Seleção
Enfim, recomendo, principalmente se você gosta de contos. E ainda por cima conta pro desafio das Desqualificadas – no meu caso, vai na categoria 4, autora brasileira. A autora é de Porto Alegre, então se você for gaúcha ou de PoA, já mata as duas categorias de bônus também ;)

e não é só isso!

Não contente em escrever aquele trambolhão de post xicante sobre a Davis, cá estou novamente falando sobre o segundo livro do ano, que eu achei que não cabia no desafio, mas ORA, ORA, ORA, eu estava enganada, cabe sim! Cabe na categoria 12, livro vencedor de algum prêmio, pois ganhou o British Book Awards! Rá! Dois já foram, faltam 22, dois patinhos na lagoa, hohoho.

Eu tava de olho nele há um tempo, porque a safada da Amazon tava jogando essa sugestão na minha cara há meses. Resisti bravamente por motivo de: TENHO LIVROS DEMAIS ÇOCORR. Até que a belíssima lindíssima maravilhosíssima Vevila veio ao meu resgate e largou esse livro na minha mão quando nos encontramos em Londres dizendo simplesmente “leia porque você vai gostar”. Eu atualmente tô fazendo com hype de livros a mesma coisa que faço com hype de filmes: fujo de sinopses assim como fujo de trailers, então não tinha a menor ideia do que esperar.

Senhores… Tinha MUITO tempo que um livro não me pegava desse jeito. Devorei em três dias, perdi horas de sono, deixei de fazer faxina, atrasei o almoço, atrasei um artigo pra pós, sonhei com ele. Porque assim, a tetralogia napolitana da Ferrante me pegou demais pela história e pelo desenvolvimento das personagens no ano passado, mas como eu comentei (estou com preguiça de ir buscar os links, vão lá ver nos posts de dezembro), ela não é, pra mim, uma maga das palavras. Mas a Gail Honeyman é uma maga das palavras. Há anos – não lembro quantos, na real – um livro não me pegava pela forma tanto quanto pelo conteúdo tanto quanto esse me pegou. Leitura absolutamente deliciosa, e recomendo muitíssimo a leitura em inglês, se possível.

Trata-se de Eleanor Oliphant is Completely Fine (Eleanor Oliphant Está Muito Bem), de Gail Honeyman.

Registros fornecidos
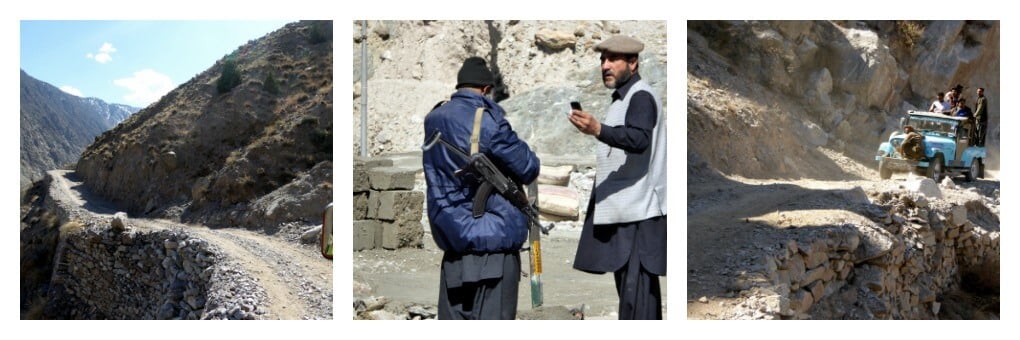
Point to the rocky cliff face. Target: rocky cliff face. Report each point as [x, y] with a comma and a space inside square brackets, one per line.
[56, 127]
[208, 155]
[541, 66]
[767, 97]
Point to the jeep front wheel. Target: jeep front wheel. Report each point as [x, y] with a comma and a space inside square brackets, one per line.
[884, 172]
[974, 170]
[935, 167]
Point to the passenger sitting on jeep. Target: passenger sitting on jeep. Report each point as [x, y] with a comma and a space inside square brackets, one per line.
[963, 110]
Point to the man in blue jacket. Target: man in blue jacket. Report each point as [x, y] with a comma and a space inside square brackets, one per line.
[624, 231]
[480, 269]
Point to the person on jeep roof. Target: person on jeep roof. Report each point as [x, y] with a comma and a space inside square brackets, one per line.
[940, 104]
[963, 110]
[981, 116]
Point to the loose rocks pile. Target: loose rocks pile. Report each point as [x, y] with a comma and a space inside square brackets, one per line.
[895, 268]
[133, 275]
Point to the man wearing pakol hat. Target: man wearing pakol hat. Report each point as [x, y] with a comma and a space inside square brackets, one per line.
[480, 269]
[624, 231]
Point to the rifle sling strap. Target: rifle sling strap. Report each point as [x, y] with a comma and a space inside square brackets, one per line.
[476, 130]
[481, 195]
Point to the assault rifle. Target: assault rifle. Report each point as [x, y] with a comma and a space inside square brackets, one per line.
[492, 179]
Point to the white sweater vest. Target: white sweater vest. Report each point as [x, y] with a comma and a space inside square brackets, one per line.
[630, 187]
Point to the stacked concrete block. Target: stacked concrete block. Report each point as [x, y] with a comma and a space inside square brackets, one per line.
[387, 211]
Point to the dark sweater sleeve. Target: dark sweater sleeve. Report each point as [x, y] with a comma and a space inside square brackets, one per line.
[635, 135]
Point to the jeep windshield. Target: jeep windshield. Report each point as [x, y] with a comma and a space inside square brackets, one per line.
[933, 126]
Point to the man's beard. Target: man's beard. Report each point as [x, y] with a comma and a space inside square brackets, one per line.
[618, 80]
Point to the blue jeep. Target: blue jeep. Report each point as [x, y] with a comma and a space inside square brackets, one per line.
[947, 148]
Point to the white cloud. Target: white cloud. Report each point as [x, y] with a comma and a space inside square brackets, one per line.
[146, 87]
[71, 91]
[104, 53]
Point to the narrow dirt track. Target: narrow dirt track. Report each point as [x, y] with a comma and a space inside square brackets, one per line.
[297, 280]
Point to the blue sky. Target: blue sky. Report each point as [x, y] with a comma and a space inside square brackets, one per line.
[130, 62]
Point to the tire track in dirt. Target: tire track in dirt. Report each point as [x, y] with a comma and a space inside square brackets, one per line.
[288, 273]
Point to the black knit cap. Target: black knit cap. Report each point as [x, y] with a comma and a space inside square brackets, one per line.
[474, 71]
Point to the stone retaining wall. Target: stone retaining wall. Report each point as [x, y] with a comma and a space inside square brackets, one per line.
[161, 275]
[897, 268]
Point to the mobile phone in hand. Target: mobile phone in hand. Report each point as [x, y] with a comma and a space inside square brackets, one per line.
[575, 105]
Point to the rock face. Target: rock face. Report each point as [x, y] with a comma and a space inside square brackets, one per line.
[902, 269]
[541, 66]
[56, 127]
[212, 157]
[760, 92]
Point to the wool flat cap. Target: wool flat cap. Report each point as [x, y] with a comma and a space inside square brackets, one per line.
[620, 44]
[474, 71]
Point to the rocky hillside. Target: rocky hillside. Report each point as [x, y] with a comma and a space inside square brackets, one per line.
[56, 126]
[541, 66]
[247, 142]
[786, 99]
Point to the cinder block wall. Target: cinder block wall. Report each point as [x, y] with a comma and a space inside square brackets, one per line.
[387, 209]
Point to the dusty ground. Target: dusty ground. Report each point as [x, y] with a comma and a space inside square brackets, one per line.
[411, 276]
[731, 221]
[296, 278]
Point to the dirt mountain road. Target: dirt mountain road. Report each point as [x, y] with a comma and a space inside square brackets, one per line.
[732, 222]
[297, 280]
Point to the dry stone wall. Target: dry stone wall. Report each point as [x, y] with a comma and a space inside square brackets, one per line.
[138, 275]
[900, 266]
[387, 208]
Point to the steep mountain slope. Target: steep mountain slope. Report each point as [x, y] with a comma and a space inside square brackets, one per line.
[56, 126]
[783, 119]
[781, 99]
[214, 151]
[541, 66]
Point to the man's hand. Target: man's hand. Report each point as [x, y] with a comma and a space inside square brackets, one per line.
[584, 123]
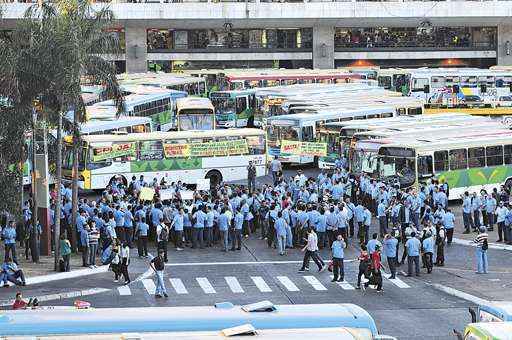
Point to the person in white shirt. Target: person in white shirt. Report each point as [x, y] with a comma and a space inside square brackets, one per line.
[311, 251]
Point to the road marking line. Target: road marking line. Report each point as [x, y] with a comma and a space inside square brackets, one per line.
[124, 290]
[236, 263]
[344, 284]
[397, 282]
[233, 284]
[178, 286]
[261, 284]
[206, 286]
[288, 284]
[150, 286]
[460, 294]
[317, 285]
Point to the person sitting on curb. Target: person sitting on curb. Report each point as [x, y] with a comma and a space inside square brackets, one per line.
[11, 272]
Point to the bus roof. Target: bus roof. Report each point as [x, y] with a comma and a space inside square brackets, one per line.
[134, 137]
[100, 125]
[193, 103]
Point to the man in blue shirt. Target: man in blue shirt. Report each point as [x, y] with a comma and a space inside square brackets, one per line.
[197, 231]
[412, 247]
[338, 268]
[391, 252]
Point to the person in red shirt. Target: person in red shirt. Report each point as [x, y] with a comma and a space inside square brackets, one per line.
[376, 266]
[19, 303]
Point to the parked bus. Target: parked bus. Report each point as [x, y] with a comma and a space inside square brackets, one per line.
[234, 108]
[61, 321]
[466, 164]
[195, 114]
[303, 127]
[220, 155]
[158, 106]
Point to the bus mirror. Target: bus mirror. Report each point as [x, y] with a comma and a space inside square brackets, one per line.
[472, 311]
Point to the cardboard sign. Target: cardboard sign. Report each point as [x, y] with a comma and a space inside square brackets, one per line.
[147, 194]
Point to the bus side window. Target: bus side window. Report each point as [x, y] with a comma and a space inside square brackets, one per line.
[458, 159]
[307, 134]
[440, 161]
[494, 155]
[476, 157]
[507, 153]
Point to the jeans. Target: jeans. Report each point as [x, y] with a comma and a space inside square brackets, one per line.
[413, 260]
[338, 269]
[224, 234]
[314, 255]
[197, 236]
[92, 254]
[281, 243]
[160, 283]
[481, 260]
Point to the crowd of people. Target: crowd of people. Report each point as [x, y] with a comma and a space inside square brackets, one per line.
[332, 211]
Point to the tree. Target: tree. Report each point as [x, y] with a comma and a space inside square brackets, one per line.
[53, 50]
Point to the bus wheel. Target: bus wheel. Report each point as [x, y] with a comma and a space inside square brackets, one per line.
[215, 177]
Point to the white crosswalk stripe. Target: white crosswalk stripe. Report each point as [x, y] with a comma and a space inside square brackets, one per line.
[397, 282]
[150, 286]
[317, 285]
[288, 284]
[178, 286]
[261, 284]
[206, 286]
[124, 290]
[233, 284]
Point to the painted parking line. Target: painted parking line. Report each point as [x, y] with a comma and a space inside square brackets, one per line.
[288, 284]
[261, 284]
[233, 284]
[149, 285]
[206, 286]
[317, 285]
[178, 286]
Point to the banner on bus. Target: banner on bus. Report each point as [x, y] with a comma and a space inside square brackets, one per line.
[226, 148]
[113, 151]
[303, 148]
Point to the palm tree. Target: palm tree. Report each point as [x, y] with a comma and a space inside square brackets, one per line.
[64, 41]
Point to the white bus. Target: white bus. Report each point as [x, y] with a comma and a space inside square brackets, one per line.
[466, 164]
[219, 155]
[194, 113]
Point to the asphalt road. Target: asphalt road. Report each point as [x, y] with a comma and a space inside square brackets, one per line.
[409, 308]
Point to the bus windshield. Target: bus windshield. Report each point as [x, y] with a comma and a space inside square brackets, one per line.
[196, 119]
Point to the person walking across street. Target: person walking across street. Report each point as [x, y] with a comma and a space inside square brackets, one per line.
[481, 241]
[251, 177]
[412, 247]
[311, 251]
[158, 265]
[338, 268]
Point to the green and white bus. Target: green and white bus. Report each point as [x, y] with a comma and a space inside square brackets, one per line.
[218, 155]
[303, 127]
[467, 164]
[235, 108]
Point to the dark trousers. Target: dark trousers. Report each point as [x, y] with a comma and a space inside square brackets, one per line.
[85, 256]
[197, 237]
[449, 235]
[312, 255]
[413, 260]
[428, 261]
[236, 239]
[440, 254]
[338, 269]
[142, 246]
[11, 248]
[392, 261]
[162, 245]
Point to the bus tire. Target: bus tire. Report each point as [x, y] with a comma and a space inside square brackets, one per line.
[215, 177]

Instruções
[1] De acordo com a seleção, por que o segundo livro do ano acabou entrando no desafio das Desqualificadas?
[2] Prossiga a seleção sobre o livro de Gail Honeyman, começando logo depois da última frase apresentada.

Respostas
[1] Ele entrou porque ganhou o British Book Awards. Isso o encaixa na categoria 12 do desafio, a de livro vencedor de algum prêmio.

[2]
O lance é o seguinte, e PODE CONTER SPOILERS: a personagem principal é muito interessante, de uma maneira muito estranha e paradoxal. Porque ela tem um monte de conhecimentos aparentemente inúteis e prioridades muito ridículas (muitas das quais são minhas também hahahahahah) e ao mesmo tempo ZERO conhecimento de como o mundo funciona, e o motivo pra isso a gente vai desvendando aos poucos. A meu ver ela só é interessante porque existe um motivo pra isso, do contrário seria somente uma pessoa incrivelmente, irremediavelmente chata.

O vocabulário e o senso de observação que a autora bota, respectivamente, na boca e no cérebro da Eleanor são absolutamente deliciosos. Deleitem-se:

A young man with a grey shirt and a shiny tie was staring at the banks of giant TV screens. I approached, and informed him that I wished to purchase a computer. He looked scared.

‘Desktop laptop tablet,’ he intoned. I had no idea what he was talking about.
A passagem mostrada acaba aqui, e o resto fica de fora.